**Excerpted passage:**
>>>

Saturday, December 30, 2006

Post Christmas Wrap-Up

I guess it's been a few days since I've posted. You know how the Christmas holiday can be . . . family time, relatives, and of course, playing with all your new toys. I suppose I've neglected some of the more significant pieces of news, such as Saddam's recent demise, but what is there to say? He earned it.

Let's talk about something much more trivial but still fun.

Aside from family outings, what's been occupying my time recently? Well, Twilight Princess, for the most part, but that wasn't a Christmas gift. I'd bought that with my Wii, but held off since I figured it'd be best saved for after finals. (As an aside, I managed to pull off two A's and an A-, so a certain former research advisor can bite me)

In terms of Christmas gifts, I've been enjoying some time rocking out. I picked up a new bible. The New English Translation is pretty good, and relatively new, but the biggest draw to it (for me, at least, are the translator's notes. All 60k+ of them.

I have other reading to do, though. I received a copy of Robert Spencer's newest book. It seems interesting enough, and I love the premise: Why listen to endless "experts" tell you what Islam is all about when you can go straight to the source? The book is practically a synopsis of the Islamic scriptures and theological and scholarly commentary on Muhammad, especially those that shape the world around us today.

<<<

**Written request:**
From the blog post, reproduce word for word the stretch that starts with the words containing "Let's talk about" and finishes with "60k+ of them.".

(Region labeling entries)
>>>

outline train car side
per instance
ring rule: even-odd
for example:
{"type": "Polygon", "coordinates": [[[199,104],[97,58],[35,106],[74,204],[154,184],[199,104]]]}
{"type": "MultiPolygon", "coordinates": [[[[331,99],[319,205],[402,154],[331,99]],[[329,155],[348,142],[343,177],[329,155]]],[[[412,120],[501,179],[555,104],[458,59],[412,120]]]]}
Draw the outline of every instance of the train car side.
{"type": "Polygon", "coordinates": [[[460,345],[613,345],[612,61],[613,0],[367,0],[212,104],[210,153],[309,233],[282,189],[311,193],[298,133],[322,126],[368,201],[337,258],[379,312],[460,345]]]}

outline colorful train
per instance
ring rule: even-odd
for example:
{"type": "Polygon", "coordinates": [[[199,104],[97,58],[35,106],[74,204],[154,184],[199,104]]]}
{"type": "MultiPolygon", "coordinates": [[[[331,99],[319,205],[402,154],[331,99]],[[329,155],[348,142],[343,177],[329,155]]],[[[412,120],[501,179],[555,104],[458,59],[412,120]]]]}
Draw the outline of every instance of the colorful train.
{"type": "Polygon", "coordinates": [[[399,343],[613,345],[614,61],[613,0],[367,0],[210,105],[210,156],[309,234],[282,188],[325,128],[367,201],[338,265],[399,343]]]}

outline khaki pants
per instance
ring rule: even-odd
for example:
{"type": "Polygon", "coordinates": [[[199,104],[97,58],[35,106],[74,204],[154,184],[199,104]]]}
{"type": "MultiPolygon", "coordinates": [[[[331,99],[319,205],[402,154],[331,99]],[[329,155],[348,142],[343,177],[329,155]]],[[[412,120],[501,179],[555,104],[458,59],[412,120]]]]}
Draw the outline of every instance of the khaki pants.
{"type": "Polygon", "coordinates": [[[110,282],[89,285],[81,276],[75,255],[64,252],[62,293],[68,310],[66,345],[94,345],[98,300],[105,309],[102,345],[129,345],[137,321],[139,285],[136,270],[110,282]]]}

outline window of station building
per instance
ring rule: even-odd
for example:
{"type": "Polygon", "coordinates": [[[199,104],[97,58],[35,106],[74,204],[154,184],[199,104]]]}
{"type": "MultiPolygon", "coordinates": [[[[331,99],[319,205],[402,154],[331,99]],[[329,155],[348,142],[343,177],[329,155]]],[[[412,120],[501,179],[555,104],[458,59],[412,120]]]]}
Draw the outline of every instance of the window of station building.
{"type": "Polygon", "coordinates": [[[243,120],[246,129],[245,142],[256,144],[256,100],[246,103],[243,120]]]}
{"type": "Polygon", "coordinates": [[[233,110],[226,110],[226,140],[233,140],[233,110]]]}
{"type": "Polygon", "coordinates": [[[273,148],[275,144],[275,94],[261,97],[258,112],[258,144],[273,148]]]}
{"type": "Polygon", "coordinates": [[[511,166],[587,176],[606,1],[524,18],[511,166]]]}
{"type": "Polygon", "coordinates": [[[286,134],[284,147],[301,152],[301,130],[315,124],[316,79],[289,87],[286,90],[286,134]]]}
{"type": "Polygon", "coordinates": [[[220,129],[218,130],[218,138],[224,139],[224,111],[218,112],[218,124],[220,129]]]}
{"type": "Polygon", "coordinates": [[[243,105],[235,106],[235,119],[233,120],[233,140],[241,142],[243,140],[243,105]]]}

<<<

**Result for this exercise:**
Let's talk about something much more trivial but still fun.

Aside from family outings, what's been occupying my time recently? Well, Twilight Princess, for the most part, but that wasn't a Christmas gift. I'd bought that with my Wii, but held off since I figured it'd be best saved for after finals. (As an aside, I managed to pull off two A's and an A-, so a certain former research advisor can bite me)

In terms of Christmas gifts, I've been enjoying some time rocking out. I picked up a new bible. The New English Translation is pretty good, and relatively new, but the biggest draw to it (for me, at least, are the translator's notes. All 60k+ of them.